» Provided data
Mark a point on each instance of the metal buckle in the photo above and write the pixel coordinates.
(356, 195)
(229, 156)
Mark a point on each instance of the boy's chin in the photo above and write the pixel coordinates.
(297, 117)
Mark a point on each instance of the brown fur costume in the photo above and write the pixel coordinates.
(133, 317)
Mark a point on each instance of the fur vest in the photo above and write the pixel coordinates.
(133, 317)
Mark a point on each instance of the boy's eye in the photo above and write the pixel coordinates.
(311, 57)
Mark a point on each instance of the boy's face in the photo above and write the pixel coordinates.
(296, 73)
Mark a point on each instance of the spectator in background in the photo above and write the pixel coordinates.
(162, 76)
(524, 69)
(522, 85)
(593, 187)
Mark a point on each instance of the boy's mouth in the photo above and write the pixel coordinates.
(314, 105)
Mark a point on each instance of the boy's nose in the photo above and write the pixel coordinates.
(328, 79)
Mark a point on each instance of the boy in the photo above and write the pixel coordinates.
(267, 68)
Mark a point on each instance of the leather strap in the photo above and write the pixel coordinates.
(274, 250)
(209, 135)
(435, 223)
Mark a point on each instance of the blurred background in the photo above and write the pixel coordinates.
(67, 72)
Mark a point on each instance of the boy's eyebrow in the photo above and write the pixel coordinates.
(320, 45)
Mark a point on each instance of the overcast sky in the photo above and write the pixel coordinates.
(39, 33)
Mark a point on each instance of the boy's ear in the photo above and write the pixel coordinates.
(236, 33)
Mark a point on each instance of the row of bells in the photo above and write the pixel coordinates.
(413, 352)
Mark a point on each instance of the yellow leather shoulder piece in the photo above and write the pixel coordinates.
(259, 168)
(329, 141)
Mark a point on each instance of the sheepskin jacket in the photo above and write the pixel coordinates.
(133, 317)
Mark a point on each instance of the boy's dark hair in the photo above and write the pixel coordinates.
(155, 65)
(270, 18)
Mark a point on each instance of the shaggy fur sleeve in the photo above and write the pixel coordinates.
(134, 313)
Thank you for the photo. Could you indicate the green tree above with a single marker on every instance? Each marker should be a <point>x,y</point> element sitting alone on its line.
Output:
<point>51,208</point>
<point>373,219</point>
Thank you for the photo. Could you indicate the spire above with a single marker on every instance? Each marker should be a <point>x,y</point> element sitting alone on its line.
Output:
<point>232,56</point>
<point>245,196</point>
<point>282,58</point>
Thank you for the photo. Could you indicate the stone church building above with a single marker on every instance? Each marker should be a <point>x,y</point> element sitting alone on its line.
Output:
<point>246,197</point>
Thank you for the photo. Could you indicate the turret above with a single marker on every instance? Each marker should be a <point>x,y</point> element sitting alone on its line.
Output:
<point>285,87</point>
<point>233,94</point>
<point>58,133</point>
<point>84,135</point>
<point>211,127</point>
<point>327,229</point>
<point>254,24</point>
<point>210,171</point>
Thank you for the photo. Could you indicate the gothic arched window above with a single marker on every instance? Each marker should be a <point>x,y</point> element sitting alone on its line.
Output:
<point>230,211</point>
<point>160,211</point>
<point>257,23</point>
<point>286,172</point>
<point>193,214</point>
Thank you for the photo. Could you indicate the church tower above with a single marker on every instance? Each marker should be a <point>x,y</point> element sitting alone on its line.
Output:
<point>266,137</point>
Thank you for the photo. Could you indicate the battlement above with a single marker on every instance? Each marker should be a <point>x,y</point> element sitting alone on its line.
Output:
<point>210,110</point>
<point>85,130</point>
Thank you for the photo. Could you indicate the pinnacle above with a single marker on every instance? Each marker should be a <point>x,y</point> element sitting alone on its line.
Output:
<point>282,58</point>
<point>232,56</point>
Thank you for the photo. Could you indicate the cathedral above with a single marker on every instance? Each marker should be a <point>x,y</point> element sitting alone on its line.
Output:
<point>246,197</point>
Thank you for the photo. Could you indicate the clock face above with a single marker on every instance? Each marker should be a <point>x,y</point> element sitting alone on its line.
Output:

» Stated exercise
Copy the entire listing above line for line, with no changes.

» Reply
Mark a point on each instance of the metal buckle in the photo above and write the pixel coordinates.
(356, 195)
(229, 156)
Mark a point on each instance of the boy's chin in the photo above and write the pixel coordinates.
(297, 117)
Mark a point on each instance of the brown fur costume in the photo above and write the pixel coordinates.
(133, 317)
Mark a point on each instance of the fur vest in the photo above and write the pixel coordinates.
(133, 317)
Mark a point on each instance of the boy's eye in the photo above and write the pixel coordinates.
(311, 57)
Mark a point on each instance of the boy's face in the photo above and write the pixel coordinates.
(296, 73)
Mark a point on each instance of the spectator in background in the photo above and write the pixel coordinates.
(162, 76)
(524, 69)
(522, 85)
(593, 187)
Mark a point on each instance of the boy's mouth in the photo above and write the pixel coordinates.
(314, 105)
Mark a point on each instance of the boy's nose in the photo above and write the pixel coordinates.
(328, 79)
Mark a point on each instance of the boy in the photo above and write the pixel coordinates.
(267, 68)
Mark a point on each instance of the leather strap in the photo above and write the pixel coordinates.
(274, 250)
(209, 135)
(435, 223)
Mark a point on each instance of the blurred background in the photo above and write the pixel coordinates.
(67, 72)
Mark a point on each instance of the boy's eyebrow in the photo above and write the pixel coordinates.
(320, 45)
Mark a point on each instance of the overcast sky in the photo above and write the pixel coordinates.
(39, 33)
Mark a point on each instance of the boy's ear in the photo above and write the pixel coordinates.
(236, 33)
Mark a point on each instance of the row of bells in the photo above and write the pixel coordinates.
(413, 352)
Mark a point on each instance of the yellow leather shoulder piece in the photo above and write the pixel coordinates.
(259, 168)
(329, 141)
Mark a point on each instance of the sheepskin jacket in the photo above and write the pixel coordinates.
(133, 317)
Mark a point on each instance of the boy's dark hair in the photo above and write the pixel coordinates.
(155, 65)
(270, 18)
Mark a point on each instance of the shaggy fur sleeve in the photo above and write the pixel coordinates.
(134, 313)
Thank you for the photo. Could you indicate the green tree above with a single marker on every instance? Each marker should be a <point>x,y</point> element sitting alone on its line.
Output:
<point>51,208</point>
<point>373,219</point>
Thank you for the photo. Could you indicate the spire above with a single marker on every instance? Each marker should be a <point>x,y</point> element sitting alone on its line.
Output:
<point>232,56</point>
<point>245,196</point>
<point>282,58</point>
Thank you for the photo. Could you indicate the stone church building above with a single marker on every instance? Each marker should be a <point>x,y</point> element sitting alone on its line.
Output:
<point>246,197</point>
Thank you for the photo. Could you indicate the turret above with a single marker on every instance? Each marker should be a <point>x,y</point> element sitting alone on its line.
Output:
<point>285,87</point>
<point>233,94</point>
<point>58,133</point>
<point>84,135</point>
<point>211,127</point>
<point>327,229</point>
<point>254,24</point>
<point>210,171</point>
Thank you for the photo. Could you indicate the gothic arched window above with a single marker on every instance? Each marker should be a <point>x,y</point> element sitting alone on its line.
Output:
<point>230,211</point>
<point>160,211</point>
<point>257,23</point>
<point>286,172</point>
<point>193,214</point>
Thank you for the photo. Could you indicate the church tower above with a single marker on every instance? Each marker should be a <point>x,y</point> element sitting alone on its line.
Output:
<point>266,137</point>
Thank you for the photo. Could you indicate the battlement above with a single marker on every instance? Each marker should be a <point>x,y</point> element sitting alone on its line.
Output:
<point>210,110</point>
<point>85,130</point>
Thank you for the photo. Could you indicate the pinnacle above with a single marker on every instance? Each marker should be a <point>x,y</point> element sitting alone on its line.
Output:
<point>282,58</point>
<point>232,56</point>
Thank you for the photo. Could you indicate the cathedral above with a single marker on every instance? Each marker should be a <point>x,y</point> element sitting alone on its line.
Output:
<point>246,197</point>
Thank you for the photo. Could you indicate the clock face above with a single marker on every instance? Each marker should be a <point>x,y</point> element sitting alone on its line.
Output:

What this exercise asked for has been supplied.